Quant à la responsabilité d’Igor Ilitchev et de la compagnie défenderesse, il n’y a même pas l’ombre d’une question litigieuse. Il ressort clairement de la preuve que la compagnie défenderesse a été utilisée comme instrument de fraude de façon à inciter le demandeur à investir dans une compagnie fictive. Même en l’absence de fraude (ce qui est improbable), le défendeur a été outrageusement négligent et irresponsable. En outre, les gestes qu’il a posés ont été la cause directe de la perte du demandeur.

 

[7] Les appelants se fondent sur la règle bien établie selon laquelle un juge qui se prononce sur une motion en jugement sommaire ne doit ni évaluer la crédibilité des témoins, ni soupeser les éléments de preuve, ni même se pencher sur les faits. Le juge doit plutôt se contenter de trancher la question préliminaire, soit celle de déterminer s’il existe une question litigieuse : voir Auguonie c. Galion Solid Waste Material Inc. (1998), 38 O.R. (3d) 161 (C.A.). M. Ilitchev a nié sous serment les allégations de l’intimé. À la lumière de ce témoignage, les appelants soutiennent qu’il existe une question litigieuse et que la motion en jugement sommaire aurait dû être rejetée.

*Entrées extraites*.
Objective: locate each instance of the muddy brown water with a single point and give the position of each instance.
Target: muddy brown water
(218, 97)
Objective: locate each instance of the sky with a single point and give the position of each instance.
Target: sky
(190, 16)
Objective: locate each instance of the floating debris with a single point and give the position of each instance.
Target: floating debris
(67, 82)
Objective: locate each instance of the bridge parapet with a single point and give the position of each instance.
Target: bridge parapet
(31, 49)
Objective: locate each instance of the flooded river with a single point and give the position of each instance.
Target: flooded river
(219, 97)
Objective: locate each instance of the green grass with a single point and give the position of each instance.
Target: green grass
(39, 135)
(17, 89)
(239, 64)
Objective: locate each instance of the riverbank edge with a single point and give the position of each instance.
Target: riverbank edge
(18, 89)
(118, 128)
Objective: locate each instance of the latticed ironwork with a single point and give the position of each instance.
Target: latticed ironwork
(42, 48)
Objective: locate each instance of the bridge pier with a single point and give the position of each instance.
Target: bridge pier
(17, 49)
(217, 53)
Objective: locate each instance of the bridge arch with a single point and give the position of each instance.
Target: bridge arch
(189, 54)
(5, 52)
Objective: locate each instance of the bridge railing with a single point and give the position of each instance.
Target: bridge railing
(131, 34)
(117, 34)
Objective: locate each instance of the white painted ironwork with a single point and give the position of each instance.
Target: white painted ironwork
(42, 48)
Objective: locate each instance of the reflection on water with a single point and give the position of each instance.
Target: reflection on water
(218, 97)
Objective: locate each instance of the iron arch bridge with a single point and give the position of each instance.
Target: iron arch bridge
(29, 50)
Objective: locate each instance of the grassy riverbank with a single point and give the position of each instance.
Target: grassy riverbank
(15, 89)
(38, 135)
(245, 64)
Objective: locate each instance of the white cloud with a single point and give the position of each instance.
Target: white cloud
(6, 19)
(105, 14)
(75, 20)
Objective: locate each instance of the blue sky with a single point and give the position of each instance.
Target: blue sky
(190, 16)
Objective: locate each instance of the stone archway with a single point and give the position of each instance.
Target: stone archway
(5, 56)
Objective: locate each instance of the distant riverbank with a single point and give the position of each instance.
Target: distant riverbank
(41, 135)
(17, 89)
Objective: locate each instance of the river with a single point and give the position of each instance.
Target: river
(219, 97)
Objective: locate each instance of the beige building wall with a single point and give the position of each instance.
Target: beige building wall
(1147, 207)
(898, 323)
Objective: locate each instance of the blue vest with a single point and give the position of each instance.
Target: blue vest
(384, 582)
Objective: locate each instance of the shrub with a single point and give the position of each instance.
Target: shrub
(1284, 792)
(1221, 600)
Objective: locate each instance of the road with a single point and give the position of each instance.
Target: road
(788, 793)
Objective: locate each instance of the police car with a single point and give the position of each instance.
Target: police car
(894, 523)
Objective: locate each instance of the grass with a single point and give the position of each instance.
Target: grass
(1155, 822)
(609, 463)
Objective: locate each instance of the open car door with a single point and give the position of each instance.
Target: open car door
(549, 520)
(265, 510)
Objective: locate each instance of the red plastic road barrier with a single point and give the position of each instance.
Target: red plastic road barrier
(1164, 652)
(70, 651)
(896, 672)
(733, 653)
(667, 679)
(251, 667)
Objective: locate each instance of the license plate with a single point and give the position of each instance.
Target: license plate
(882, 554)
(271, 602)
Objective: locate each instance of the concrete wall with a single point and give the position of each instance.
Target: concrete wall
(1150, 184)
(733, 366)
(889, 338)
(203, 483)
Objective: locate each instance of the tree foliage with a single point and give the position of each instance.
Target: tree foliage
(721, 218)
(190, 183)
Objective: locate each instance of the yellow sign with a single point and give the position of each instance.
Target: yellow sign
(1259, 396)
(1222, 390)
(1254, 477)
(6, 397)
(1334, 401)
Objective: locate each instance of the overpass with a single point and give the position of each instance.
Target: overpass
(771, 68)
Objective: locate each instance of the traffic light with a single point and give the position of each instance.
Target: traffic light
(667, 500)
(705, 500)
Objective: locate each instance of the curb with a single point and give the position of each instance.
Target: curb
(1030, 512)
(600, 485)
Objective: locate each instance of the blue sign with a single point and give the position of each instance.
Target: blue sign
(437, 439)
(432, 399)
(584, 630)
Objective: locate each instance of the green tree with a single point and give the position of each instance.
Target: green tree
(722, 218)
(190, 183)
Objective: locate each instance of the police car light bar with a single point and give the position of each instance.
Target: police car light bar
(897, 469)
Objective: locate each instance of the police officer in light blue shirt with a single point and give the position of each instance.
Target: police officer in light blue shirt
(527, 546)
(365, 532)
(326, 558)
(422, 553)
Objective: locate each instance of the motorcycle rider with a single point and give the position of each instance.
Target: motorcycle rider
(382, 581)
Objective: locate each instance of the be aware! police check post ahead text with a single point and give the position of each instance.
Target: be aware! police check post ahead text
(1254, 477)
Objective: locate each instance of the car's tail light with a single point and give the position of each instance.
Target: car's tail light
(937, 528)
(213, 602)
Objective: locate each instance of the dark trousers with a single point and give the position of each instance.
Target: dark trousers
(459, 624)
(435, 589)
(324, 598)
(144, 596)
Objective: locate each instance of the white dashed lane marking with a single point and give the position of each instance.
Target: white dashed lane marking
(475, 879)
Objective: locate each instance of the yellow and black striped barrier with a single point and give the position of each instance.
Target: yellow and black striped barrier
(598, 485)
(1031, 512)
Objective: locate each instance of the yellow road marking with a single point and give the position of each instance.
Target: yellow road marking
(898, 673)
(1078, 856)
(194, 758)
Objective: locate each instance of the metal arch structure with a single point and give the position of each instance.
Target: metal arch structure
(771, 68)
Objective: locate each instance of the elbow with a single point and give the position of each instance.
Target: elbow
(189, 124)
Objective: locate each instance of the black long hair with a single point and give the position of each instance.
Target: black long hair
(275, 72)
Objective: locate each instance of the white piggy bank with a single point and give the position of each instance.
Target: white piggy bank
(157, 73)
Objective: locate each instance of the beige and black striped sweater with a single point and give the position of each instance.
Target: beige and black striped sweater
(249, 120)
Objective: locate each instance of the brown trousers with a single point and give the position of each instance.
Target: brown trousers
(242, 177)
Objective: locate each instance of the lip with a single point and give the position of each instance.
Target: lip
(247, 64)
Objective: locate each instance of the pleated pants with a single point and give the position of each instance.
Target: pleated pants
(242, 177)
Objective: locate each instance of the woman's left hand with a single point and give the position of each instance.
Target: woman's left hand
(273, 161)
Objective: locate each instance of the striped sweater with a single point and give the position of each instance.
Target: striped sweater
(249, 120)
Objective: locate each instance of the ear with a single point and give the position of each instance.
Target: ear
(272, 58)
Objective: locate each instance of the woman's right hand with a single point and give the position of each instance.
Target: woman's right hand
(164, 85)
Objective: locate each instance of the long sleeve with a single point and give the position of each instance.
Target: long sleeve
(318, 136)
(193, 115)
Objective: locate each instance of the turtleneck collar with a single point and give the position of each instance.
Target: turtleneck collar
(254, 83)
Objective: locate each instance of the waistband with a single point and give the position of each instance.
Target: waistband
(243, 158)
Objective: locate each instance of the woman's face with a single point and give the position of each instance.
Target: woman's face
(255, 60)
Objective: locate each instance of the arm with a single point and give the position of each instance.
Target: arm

*Tâches demandées*.
• A. Recopiez l'extrait de jugement ci-dessus de « Quant à la responsabilité » jusqu'à « perte du demandeur. » inclus.
• B. Reproduisez à l'identique les lignes de la liste, de la ligne contenant « Objective: locate each instance of the woman's left » jusqu'à la dernière ligne de la liste incluse.

*Liste des réponses*.
• A.
Quant à la responsabilité d’Igor Ilitchev et de la compagnie défenderesse, il n’y a même pas l’ombre d’une question litigieuse. Il ressort clairement de la preuve que la compagnie défenderesse a été utilisée comme instrument de fraude de façon à inciter le demandeur à investir dans une compagnie fictive. Même en l’absence de fraude (ce qui est improbable), le défendeur a été outrageusement négligent et irresponsable. En outre, les gestes qu’il a posés ont été la cause directe de la perte du demandeur.

• B.
Objective: locate each instance of the woman's left hand with a single point and give the position of each instance.
Target: woman's left hand
(273, 161)
Objective: locate each instance of the striped sweater with a single point and give the position of each instance.
Target: striped sweater
(249, 120)
Objective: locate each instance of the ear with a single point and give the position of each instance.
Target: ear
(272, 58)
Objective: locate each instance of the woman's right hand with a single point and give the position of each instance.
Target: woman's right hand
(164, 85)
Objective: locate each instance of the long sleeve with a single point and give the position of each instance.
Target: long sleeve
(318, 136)
(193, 115)
Objective: locate each instance of the turtleneck collar with a single point and give the position of each instance.
Target: turtleneck collar
(254, 83)
Objective: locate each instance of the waistband with a single point and give the position of each instance.
Target: waistband
(243, 158)
Objective: locate each instance of the woman's face with a single point and give the position of each instance.
Target: woman's face
(255, 60)
Objective: locate each instance of the arm with a single point and give the position of each instance.
Target: arm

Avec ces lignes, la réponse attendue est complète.